■ **TEXT TO READ**
Simeon (Simon) Olelkovich (, , , ; 1420–1470) was the last Prince of Kiev from 1454 to 1470 and the Prince of Slutsk from 1443 to 1455.

A member of the Olelkovich family, he descended from Ruthenianized Eastern Orthodox branch of the Gediminids dynasty and was a great-grandson of Algirdas, the Grand Duke of Lithuania. After his father's death he inherited the Principality of Kiev. He conducted an independent policy, fought with the Crimean Tatars, maintained close ties with the Principality of Moldavia, the Genoese colonies and the Principality of Theodoro in the Crimea. However soon after, the Principality of Theodoro was conquered by the emerging Crimean Khanate.

He married Maria (d. 1501), daughter of Jan Gasztołd, by whom he had three children, Vasily (d. 1595), Alexandra, wife of Fedor Ivanovich Borovsky, and Sophia (d. 1483), wife of Mikhail III of Tver, the last Prince of Tver.

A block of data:
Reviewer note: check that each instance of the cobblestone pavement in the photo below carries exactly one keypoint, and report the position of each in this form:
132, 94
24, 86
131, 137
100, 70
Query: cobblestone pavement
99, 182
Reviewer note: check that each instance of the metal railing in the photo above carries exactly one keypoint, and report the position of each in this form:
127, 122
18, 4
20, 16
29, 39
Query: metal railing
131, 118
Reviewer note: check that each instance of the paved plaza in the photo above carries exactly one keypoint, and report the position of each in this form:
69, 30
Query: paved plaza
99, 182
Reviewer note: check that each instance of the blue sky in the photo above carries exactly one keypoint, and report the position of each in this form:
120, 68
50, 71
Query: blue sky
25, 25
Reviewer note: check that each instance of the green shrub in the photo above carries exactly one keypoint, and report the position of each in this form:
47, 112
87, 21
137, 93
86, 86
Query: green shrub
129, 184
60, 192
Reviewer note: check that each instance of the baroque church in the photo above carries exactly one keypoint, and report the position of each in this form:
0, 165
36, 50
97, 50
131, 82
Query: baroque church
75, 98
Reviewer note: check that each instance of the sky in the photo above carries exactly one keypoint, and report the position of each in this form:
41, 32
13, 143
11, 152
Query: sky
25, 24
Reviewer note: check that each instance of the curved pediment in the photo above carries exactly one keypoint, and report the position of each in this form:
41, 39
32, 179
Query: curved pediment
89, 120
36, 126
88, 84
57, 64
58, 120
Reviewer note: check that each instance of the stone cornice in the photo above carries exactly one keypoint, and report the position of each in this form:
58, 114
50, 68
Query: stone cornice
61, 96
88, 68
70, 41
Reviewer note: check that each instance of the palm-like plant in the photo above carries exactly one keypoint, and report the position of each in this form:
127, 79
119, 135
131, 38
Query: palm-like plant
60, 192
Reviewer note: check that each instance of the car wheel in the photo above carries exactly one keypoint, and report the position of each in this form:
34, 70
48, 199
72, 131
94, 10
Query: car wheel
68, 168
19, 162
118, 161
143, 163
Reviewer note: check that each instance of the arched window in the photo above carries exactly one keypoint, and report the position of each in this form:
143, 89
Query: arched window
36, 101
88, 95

■ **AIM**
Copy out the part of the passage about Simeon Olelkovich above that begins with the words "He married Maria" and ends with "Prince of Tver.".

■ **THE REPLY**
He married Maria (d. 1501), daughter of Jan Gasztołd, by whom he had three children, Vasily (d. 1595), Alexandra, wife of Fedor Ivanovich Borovsky, and Sophia (d. 1483), wife of Mikhail III of Tver, the last Prince of Tver.